EXCERPT TO READ:
Technical advances in the field of virtual reality, also known as virtual worlds (VWs), are making it possible for the U.S Navy to tap into the collective expertise of its best submariners to design and build the next generation of attack submarines.
By Max Cacas, SIGNAL Online Exclusive

Technical advances in the field of virtual reality, also known as virtual worlds (VWs), are making it possible for the U.S Navy to tap into the collective expertise of its best submariners to design and build the next generation of attack submarines.

At the Naval Undersea Warfare Center (NUWC) in Newport, Rhode Island, designers are able to create collaborative environments for submarine development using a fully immersive virtual reality application similar to the popular Second Life environment, which enables them to interact with one another both audibly and visually. Numerous participants at remote sites worldwide are linked to one another through the Defense Department’s secure computer network.

Steven Aguiar is virtual worlds program manager at the NUWC Newport Division and oversees much of the current program work involving VWs and the design of command and control (C2) facilities on submarines.

“Since 2008,” he explains, “my command has identified virtual world technologies as having the potential to radically change a number of aspects of many business areas” related to the missions of NUWC. One of those ways, he goes on, is in how experts in various areas of warship design collaborate when they are not working together in person.

Aguiar says the virtual worlds applications that support almost all of the NUWC’s work are commercial off-the-shelf software. He says those applications range from training to acquisition support, modeling and simulation, and visualization.

For the submarine C2 design work, Aguiar says the NUWC uses an open-source application known as Open Simulator, which provides a virtual environment similar to that found in Second Life as a development platform.

“We’ve been applying it through a number of program sponsors to look at the next generation of submarine attack centers for multiple classes of ships,” he explains.

As a result of these projects, Aguiar says his group has assembled what he calls a “collaborative group of engineering strings,” which represent a variety of capabilities, including the appearance of the C2 centers, how they are manned and what kind of applications are used. He adds they can even test for the expected performance of any or all of those C2 centers elements using experienced submarine crewmembers who help test various C2 designs.

Aguiar says the use of virtual worlds technology for collaboration makes possible a rapid design and prototyping process in the development of attack submarine C2 centers. The process developed at the NUWC brings together fleet sailors, program officers, scientists and analystsall the different communities involved in different ways in the design of attack submarines.

In one case, says Aguiar, a VW is used to analyze existing submarine C2 centers to better understand the relationship between crewmembers and the computer-based equipment with which they operate the sub and conduct military operations.

DATA EXCERPT:
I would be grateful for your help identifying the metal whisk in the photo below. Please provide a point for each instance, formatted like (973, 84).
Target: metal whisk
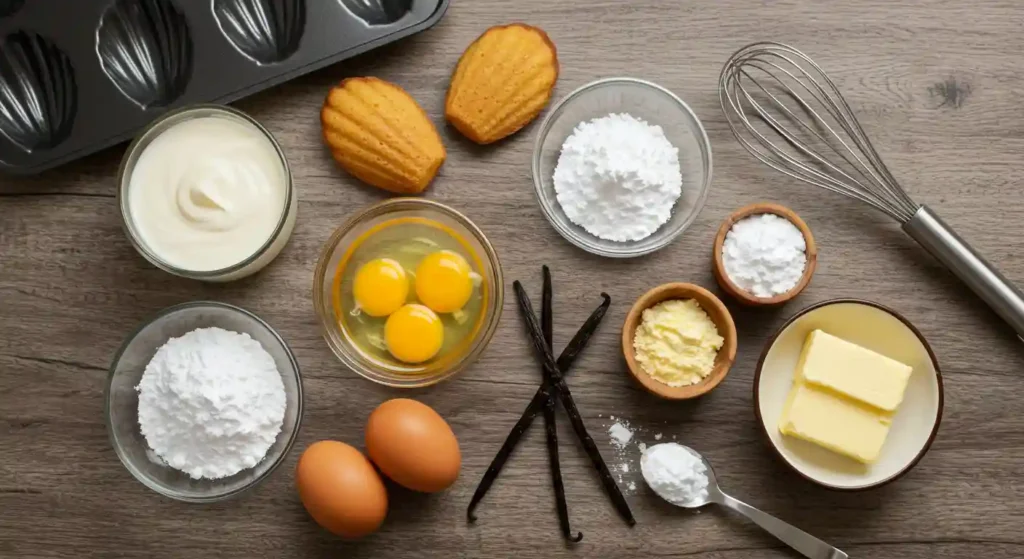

PROBLEMS AND TASKS:
(a) In the article on virtual worlds for submarine design, what open-source application does the NUWC use for its submarine C2 design work?
(b) Turn the paragraph of the submarine design article that begins "As a result of these projects" into a short bulleted list that keeps its main facts.
(c) Continue the article on virtual worlds for submarine design with the next few paragraphs.

IN RESPONSE:
(a) Open Simulator.

(b)
- Aguiar's group has put together a "collaborative group of engineering strings."
- These strings cover several capabilities: how the C2 centers look, how they are manned, and what applications they use.
- The group can test the expected performance of any or all C2 center elements.
- Experienced submarine crewmembers help test the various C2 designs.

(c)
“Beyond looking at the models,” he explains, “we have the ability to play prerecorded at-sea data recorded on board a live submarine or a high-fidelity trainer and play it back into the virtual space.” The playback allows analysts and designers to “expose how information flows in a command and control space, both in the electronic and sensor realm, but more importantly into the human realm.”

Aguiar says the most powerful application of virtual worlds in submarine development is the ability to do rapid prototyping of proposed designs for future submarine classes that emerge from the analysis process.

He explains that while traditional computer-aided design programs can create detailed, high-fidelity virtual models, the programs can usually only render so-called wireframe outline illustrations. They also can take hours to create models using even the most powerful supercomputers available. By comparison, Aguiar says that most virtual world applications are able to create models in real-time, “and what that means is that the virtual world itself provides a building palette that lets one or more designers walk into that space and build the world around them with as much or as little fidelity as they need.

“We’ve used that capability when we’ve brought in sailors from the fleet,” he explains, “and subject-matter experts into a conference room setting provided them with an open sim developer, and in real-time they describe the future attack center they need to meet their future requirements. As they describe it, the renderer develops it.”

As a result, Aguiar says, his team now has “about two dozen future attack centers that had been created in that way, and every single one of them was built in less than one hour.”

“It very powerfully supports that rapid prototyping function, and really unleashes innovation,” he adds.

Because the process is virtual and real-time, all participants get the, “instant gratification and instant feedback” that comes from immediately seeing the result of their idea. Additional changes can be made almost immediately.

“The models we create are persistent,” he goes on to explain. “We bring them back into our laboratories, researchers can play back data into the models and we now have the power to understand those new spaces.”

The next step, says Aguiar, is to improve upon the development capability of virtual world design.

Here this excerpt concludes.